-------- Source document --------

Similar situations may distinguish child voices from adult voices.
[0016] In the Figure for a three language CD-I track the pictorial material 200 is shown
with accompanying speech representations in French (202), German (204) and English
(206) before editing. It is intended to lend each language representation (among which
a user may choose) exactly the same duration as the pictorial material (movie, animation,
etcetera). As shown, on line 202, a single window is suppressed, on line 204, five
windows are suppressed. On line 206, six windows are repeated one (crosses). The result
after editing is not shown. It has been found that analysis of the results can prove
infringement. Especially the occurrence of the repeated windows is well traceable.
Moreover, the substantially equal lengths of the various representations is, together
with the high subjective quality of the rendering is a clear indication for the use
of the present technology.
[0017] In certain situations, apart from changing the duration per se, the slowing down
or speeding may lend the speech a character, such as nervous (fast) or majestic (slow).
Also such use is sometimes advantageous. Changing the duration of the audio equivalent
signal may be combined with changing the pitch. The two types of manipulation may
be both in the same direction, for example in that both effectively shorten the duration.
In other circumstances, they could to some degree compensate the effects, so that
the change in duration would be less or even be zero. The change of duration may be
according to a time-varying pattern, whereby the overall change of duration is the
integral or sum of the elementary changes-of-duration.
DESCRIPTION OF A PREFERRED TECHNOLOGY
[0018] Hereinafter, a description of the preferred technology according to the junior reference
is given.

-------- Data entries --------

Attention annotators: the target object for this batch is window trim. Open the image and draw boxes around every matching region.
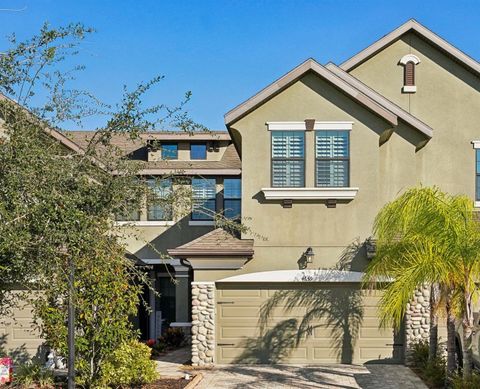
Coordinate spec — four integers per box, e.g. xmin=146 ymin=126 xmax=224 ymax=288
xmin=190 ymin=142 xmax=208 ymax=161
xmin=270 ymin=130 xmax=307 ymax=188
xmin=145 ymin=177 xmax=173 ymax=223
xmin=265 ymin=120 xmax=353 ymax=131
xmin=160 ymin=142 xmax=178 ymax=161
xmin=222 ymin=177 xmax=242 ymax=220
xmin=313 ymin=130 xmax=351 ymax=189
xmin=189 ymin=177 xmax=217 ymax=220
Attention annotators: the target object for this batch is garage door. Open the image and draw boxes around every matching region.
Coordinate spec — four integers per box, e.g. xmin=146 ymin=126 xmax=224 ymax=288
xmin=216 ymin=283 xmax=403 ymax=364
xmin=0 ymin=298 xmax=44 ymax=362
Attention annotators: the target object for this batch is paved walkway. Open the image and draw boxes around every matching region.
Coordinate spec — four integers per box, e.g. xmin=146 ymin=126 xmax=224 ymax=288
xmin=155 ymin=346 xmax=191 ymax=378
xmin=196 ymin=365 xmax=427 ymax=389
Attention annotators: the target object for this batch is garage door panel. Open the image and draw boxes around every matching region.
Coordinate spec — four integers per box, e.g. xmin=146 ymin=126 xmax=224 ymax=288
xmin=218 ymin=289 xmax=262 ymax=300
xmin=216 ymin=283 xmax=402 ymax=364
xmin=218 ymin=305 xmax=260 ymax=318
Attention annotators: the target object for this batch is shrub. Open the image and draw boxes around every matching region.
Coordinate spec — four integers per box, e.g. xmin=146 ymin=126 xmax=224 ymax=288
xmin=452 ymin=373 xmax=480 ymax=389
xmin=102 ymin=340 xmax=158 ymax=387
xmin=14 ymin=362 xmax=54 ymax=388
xmin=410 ymin=340 xmax=429 ymax=369
xmin=158 ymin=328 xmax=185 ymax=348
xmin=410 ymin=340 xmax=446 ymax=388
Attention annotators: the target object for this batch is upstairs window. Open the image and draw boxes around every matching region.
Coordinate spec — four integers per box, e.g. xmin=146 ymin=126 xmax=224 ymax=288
xmin=192 ymin=178 xmax=217 ymax=220
xmin=115 ymin=209 xmax=140 ymax=222
xmin=272 ymin=131 xmax=305 ymax=188
xmin=475 ymin=149 xmax=480 ymax=201
xmin=223 ymin=178 xmax=242 ymax=220
xmin=161 ymin=143 xmax=178 ymax=159
xmin=147 ymin=178 xmax=172 ymax=221
xmin=315 ymin=130 xmax=350 ymax=187
xmin=400 ymin=54 xmax=420 ymax=93
xmin=190 ymin=143 xmax=207 ymax=159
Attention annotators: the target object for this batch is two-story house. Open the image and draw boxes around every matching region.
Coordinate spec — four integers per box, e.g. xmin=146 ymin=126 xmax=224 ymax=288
xmin=162 ymin=20 xmax=480 ymax=365
xmin=1 ymin=20 xmax=480 ymax=365
xmin=68 ymin=131 xmax=241 ymax=339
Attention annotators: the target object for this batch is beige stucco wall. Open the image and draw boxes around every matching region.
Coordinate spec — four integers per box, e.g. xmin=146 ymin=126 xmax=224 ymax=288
xmin=195 ymin=35 xmax=480 ymax=280
xmin=352 ymin=33 xmax=480 ymax=199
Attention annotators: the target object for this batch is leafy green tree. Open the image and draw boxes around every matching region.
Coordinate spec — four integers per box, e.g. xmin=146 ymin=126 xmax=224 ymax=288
xmin=365 ymin=187 xmax=480 ymax=377
xmin=0 ymin=24 xmax=203 ymax=387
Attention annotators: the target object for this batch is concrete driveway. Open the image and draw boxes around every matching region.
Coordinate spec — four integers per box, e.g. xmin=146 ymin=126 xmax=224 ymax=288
xmin=197 ymin=365 xmax=427 ymax=389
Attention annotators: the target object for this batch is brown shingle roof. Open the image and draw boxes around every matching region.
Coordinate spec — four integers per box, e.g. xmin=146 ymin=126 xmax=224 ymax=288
xmin=67 ymin=131 xmax=242 ymax=174
xmin=168 ymin=228 xmax=253 ymax=258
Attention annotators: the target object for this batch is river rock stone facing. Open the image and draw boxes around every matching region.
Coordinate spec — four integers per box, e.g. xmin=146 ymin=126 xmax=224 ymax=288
xmin=405 ymin=284 xmax=430 ymax=365
xmin=192 ymin=282 xmax=215 ymax=366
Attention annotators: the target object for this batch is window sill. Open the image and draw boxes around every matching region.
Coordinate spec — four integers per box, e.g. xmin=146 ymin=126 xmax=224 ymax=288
xmin=188 ymin=220 xmax=215 ymax=226
xmin=262 ymin=188 xmax=358 ymax=200
xmin=402 ymin=85 xmax=417 ymax=93
xmin=115 ymin=220 xmax=175 ymax=227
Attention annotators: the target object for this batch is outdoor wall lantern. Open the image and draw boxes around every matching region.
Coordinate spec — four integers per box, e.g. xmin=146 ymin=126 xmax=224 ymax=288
xmin=305 ymin=247 xmax=315 ymax=263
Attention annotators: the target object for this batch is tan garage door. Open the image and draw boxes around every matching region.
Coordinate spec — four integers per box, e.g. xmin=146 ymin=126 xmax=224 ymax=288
xmin=216 ymin=283 xmax=403 ymax=364
xmin=0 ymin=298 xmax=44 ymax=362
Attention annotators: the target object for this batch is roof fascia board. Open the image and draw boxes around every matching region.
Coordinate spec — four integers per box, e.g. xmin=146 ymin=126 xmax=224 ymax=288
xmin=340 ymin=19 xmax=480 ymax=75
xmin=326 ymin=63 xmax=433 ymax=138
xmin=225 ymin=59 xmax=398 ymax=127
xmin=138 ymin=168 xmax=242 ymax=176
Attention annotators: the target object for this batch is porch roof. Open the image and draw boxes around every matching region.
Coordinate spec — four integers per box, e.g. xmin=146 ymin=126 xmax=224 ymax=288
xmin=168 ymin=228 xmax=253 ymax=258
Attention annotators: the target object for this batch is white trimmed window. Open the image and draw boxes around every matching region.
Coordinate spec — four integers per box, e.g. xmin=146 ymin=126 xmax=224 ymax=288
xmin=147 ymin=178 xmax=172 ymax=221
xmin=192 ymin=178 xmax=217 ymax=221
xmin=315 ymin=130 xmax=350 ymax=188
xmin=272 ymin=131 xmax=305 ymax=188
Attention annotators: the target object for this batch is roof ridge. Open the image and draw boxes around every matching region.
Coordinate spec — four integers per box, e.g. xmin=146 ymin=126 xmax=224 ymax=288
xmin=340 ymin=18 xmax=480 ymax=76
xmin=177 ymin=227 xmax=226 ymax=249
xmin=225 ymin=58 xmax=398 ymax=126
xmin=327 ymin=62 xmax=433 ymax=137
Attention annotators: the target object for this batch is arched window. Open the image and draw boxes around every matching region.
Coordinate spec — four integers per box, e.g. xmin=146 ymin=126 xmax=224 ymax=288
xmin=400 ymin=54 xmax=420 ymax=93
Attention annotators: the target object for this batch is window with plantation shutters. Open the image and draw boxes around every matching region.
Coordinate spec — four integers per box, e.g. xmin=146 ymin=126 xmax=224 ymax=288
xmin=315 ymin=130 xmax=350 ymax=187
xmin=147 ymin=178 xmax=172 ymax=220
xmin=192 ymin=178 xmax=217 ymax=220
xmin=403 ymin=61 xmax=415 ymax=86
xmin=272 ymin=131 xmax=305 ymax=188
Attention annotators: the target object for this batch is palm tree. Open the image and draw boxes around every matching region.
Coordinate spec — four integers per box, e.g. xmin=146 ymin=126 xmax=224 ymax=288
xmin=365 ymin=187 xmax=480 ymax=377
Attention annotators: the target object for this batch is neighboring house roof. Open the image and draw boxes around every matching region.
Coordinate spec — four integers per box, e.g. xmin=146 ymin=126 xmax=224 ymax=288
xmin=0 ymin=93 xmax=85 ymax=154
xmin=68 ymin=131 xmax=242 ymax=175
xmin=167 ymin=228 xmax=253 ymax=258
xmin=326 ymin=62 xmax=433 ymax=138
xmin=225 ymin=58 xmax=397 ymax=127
xmin=142 ymin=144 xmax=242 ymax=174
xmin=340 ymin=19 xmax=480 ymax=75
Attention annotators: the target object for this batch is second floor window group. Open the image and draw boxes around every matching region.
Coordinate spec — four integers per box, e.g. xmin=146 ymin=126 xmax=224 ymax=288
xmin=271 ymin=130 xmax=350 ymax=188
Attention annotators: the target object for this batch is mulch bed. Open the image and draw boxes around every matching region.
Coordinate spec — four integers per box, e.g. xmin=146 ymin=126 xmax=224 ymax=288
xmin=142 ymin=378 xmax=190 ymax=389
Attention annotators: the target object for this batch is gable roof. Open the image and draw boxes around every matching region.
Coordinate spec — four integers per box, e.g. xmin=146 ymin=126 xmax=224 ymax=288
xmin=167 ymin=228 xmax=253 ymax=258
xmin=67 ymin=131 xmax=242 ymax=175
xmin=225 ymin=58 xmax=397 ymax=127
xmin=326 ymin=62 xmax=433 ymax=138
xmin=340 ymin=19 xmax=480 ymax=75
xmin=0 ymin=93 xmax=85 ymax=154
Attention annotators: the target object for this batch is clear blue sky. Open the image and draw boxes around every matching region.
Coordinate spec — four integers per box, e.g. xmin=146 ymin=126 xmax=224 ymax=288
xmin=0 ymin=0 xmax=480 ymax=129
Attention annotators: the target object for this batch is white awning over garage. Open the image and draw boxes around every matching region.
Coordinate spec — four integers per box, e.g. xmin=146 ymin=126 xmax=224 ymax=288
xmin=217 ymin=269 xmax=363 ymax=282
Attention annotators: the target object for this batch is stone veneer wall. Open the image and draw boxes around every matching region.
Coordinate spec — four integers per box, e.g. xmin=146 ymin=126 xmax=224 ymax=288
xmin=192 ymin=282 xmax=215 ymax=366
xmin=405 ymin=285 xmax=430 ymax=365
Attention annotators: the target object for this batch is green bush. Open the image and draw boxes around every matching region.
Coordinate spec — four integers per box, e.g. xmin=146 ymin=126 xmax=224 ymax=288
xmin=102 ymin=340 xmax=158 ymax=387
xmin=452 ymin=373 xmax=480 ymax=389
xmin=158 ymin=328 xmax=185 ymax=348
xmin=410 ymin=340 xmax=429 ymax=369
xmin=410 ymin=340 xmax=446 ymax=388
xmin=13 ymin=362 xmax=54 ymax=388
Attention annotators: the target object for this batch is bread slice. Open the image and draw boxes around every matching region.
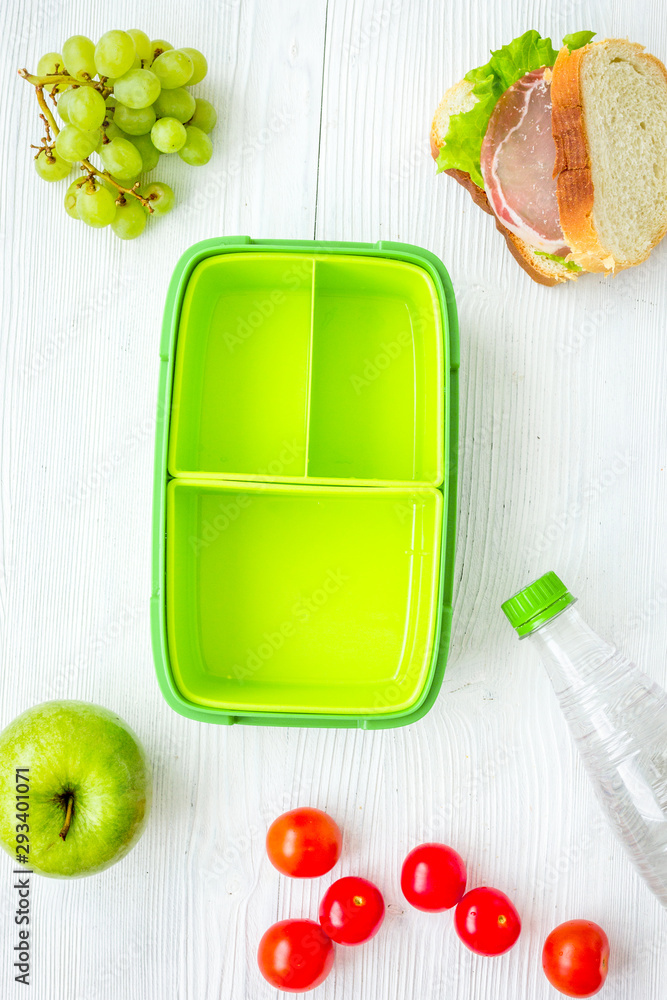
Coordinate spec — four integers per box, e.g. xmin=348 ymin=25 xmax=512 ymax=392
xmin=551 ymin=38 xmax=667 ymax=273
xmin=431 ymin=80 xmax=580 ymax=285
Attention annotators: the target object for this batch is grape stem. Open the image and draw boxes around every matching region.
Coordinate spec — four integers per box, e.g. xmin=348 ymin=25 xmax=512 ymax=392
xmin=19 ymin=69 xmax=153 ymax=215
xmin=18 ymin=69 xmax=112 ymax=98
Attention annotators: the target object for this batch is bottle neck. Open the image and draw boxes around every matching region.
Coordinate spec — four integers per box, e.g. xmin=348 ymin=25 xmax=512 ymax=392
xmin=529 ymin=604 xmax=615 ymax=694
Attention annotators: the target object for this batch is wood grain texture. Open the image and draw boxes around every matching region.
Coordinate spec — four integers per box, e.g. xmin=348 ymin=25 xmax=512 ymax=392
xmin=0 ymin=0 xmax=667 ymax=1000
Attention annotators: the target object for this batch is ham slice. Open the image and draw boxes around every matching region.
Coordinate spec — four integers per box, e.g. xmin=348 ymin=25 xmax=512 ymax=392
xmin=481 ymin=67 xmax=568 ymax=255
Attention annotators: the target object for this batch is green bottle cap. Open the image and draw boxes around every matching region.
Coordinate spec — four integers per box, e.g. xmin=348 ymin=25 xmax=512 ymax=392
xmin=502 ymin=573 xmax=576 ymax=636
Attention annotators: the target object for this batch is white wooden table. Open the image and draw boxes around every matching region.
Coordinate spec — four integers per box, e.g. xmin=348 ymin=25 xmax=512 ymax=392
xmin=0 ymin=0 xmax=667 ymax=1000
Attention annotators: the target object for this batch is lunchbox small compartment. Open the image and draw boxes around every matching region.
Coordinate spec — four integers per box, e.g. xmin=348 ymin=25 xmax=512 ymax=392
xmin=169 ymin=254 xmax=313 ymax=479
xmin=166 ymin=480 xmax=443 ymax=716
xmin=308 ymin=256 xmax=444 ymax=485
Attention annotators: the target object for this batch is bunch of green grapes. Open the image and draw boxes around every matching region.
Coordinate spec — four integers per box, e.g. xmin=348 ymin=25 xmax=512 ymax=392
xmin=19 ymin=29 xmax=217 ymax=240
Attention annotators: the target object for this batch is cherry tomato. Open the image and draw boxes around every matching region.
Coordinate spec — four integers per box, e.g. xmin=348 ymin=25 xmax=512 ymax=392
xmin=542 ymin=920 xmax=609 ymax=997
xmin=454 ymin=886 xmax=521 ymax=955
xmin=401 ymin=844 xmax=466 ymax=912
xmin=320 ymin=875 xmax=384 ymax=944
xmin=266 ymin=809 xmax=343 ymax=878
xmin=257 ymin=920 xmax=334 ymax=993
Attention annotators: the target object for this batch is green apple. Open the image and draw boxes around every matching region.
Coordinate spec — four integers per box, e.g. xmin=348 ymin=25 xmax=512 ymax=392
xmin=0 ymin=701 xmax=151 ymax=878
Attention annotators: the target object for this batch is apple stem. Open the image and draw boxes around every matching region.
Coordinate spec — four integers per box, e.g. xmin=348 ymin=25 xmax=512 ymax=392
xmin=60 ymin=792 xmax=74 ymax=840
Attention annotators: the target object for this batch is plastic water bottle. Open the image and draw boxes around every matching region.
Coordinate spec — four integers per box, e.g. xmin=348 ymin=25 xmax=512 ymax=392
xmin=502 ymin=573 xmax=667 ymax=906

--------

Set of tasks.
1. Echo the passage of the speech-duration text from "[0017] In certain" up to and including "the elementary changes-of-duration.".
2. According to the speech-duration text, in which three languages are the speech representations that accompany the pictorial material in the figure?
3. Carry the speech-duration text forward from its final sentence with the next part.
The records were taken from a separate source.

Answers to the exercises.
1.
[0017] In certain situations, apart from changing the duration per se, the slowing down
or speeding may lend the speech a character, such as nervous (fast) or majestic (slow).
Also such use is sometimes advantageous. Changing the duration of the audio equivalent
signal may be combined with changing the pitch. The two types of manipulation may
be both in the same direction, for example in that both effectively shorten the duration.
In other circumstances, they could to some degree compensate the effects, so that
the change in duration would be less or even be zero. The change of duration may be
according to a time-varying pattern, whereby the overall change of duration is the
integral or sum of the elementary changes-of-duration.

2. French, German and English.

3.
[0019] Figures 2a, 2b and 2c show speech signals with marks 52 placed apart by distances
determined with a pitch meter (that may be conventional), that is, without a fixed
phase reference. In Figure 2a, two successive periods where marked as voiceless by
placing their pitch period length indication outside the scale. The pitch marks (lower
scale) where obtained by interpolating the period length. Although the pitch period
lengths were determined without smoothing other than that inherent in determining
spectra of the speech signal extending over several pitch periods, a very regular
curve was obtained automatically.
[0020] The incremental placement of windows also solves another problem. For unvoiced stretches,
that contain fricatives like the sound "ssss", in which the vocal cords are not excited,
the windows are placed incrementally just like for voiced stretches. The pitch period
length is interpolated between the lengths measured for unvoiced stretches adjacent
to the voiced stretch. This provides regularly spaced windows without audible artefacts.
[0021] The placement of windows is easy if the input audio equivalent signal is monotonous.
In this case, the windows may be placed simply at fixed distances from each other.
This may be effected by preprocessing the signal, so as to change its pitch to a single
monotonous value. The final manipulation to obtain a desired pitch and/or duration
starting can then be performed with windows at uniform spacing.
An exemplary apparatus.
[0022] Figure 3 shows an exemplary embodiment of an apparatus for changing the pitch and/or
duration of an audible signal. The input audio equivalent signal arrives at an input
60, and the output signal leaves at an output 63. The input signal is multiplied by
the window function in multiplication means 61, and stored segment signal by segment
signal in segment slots in storage means 62. To synthesize the output signal on output
63, speech samples from various segment signals are summed in summing means 64. The
manipulation of speech signals, in terms of pitch change and/or duration manipulation,
is effected by addressing the storage means 62 and selecting window function values.
Accordingly, selection of storage addresses for storing the segments is controlled
by window position selection means 65, which also control window function value selection
means 69; selection of readout addresses is controlled by combination means 66.
[0023] In order to explain the operation of the components of the apparatus shown in Figure
3 it will be briefly explained that signal segments S are to be derived from the input
signal X (at 60), the segments being defined by

and these segments are to be superposed to produce the output signal Y (at 63):

(The sum being limited to indices i for which

).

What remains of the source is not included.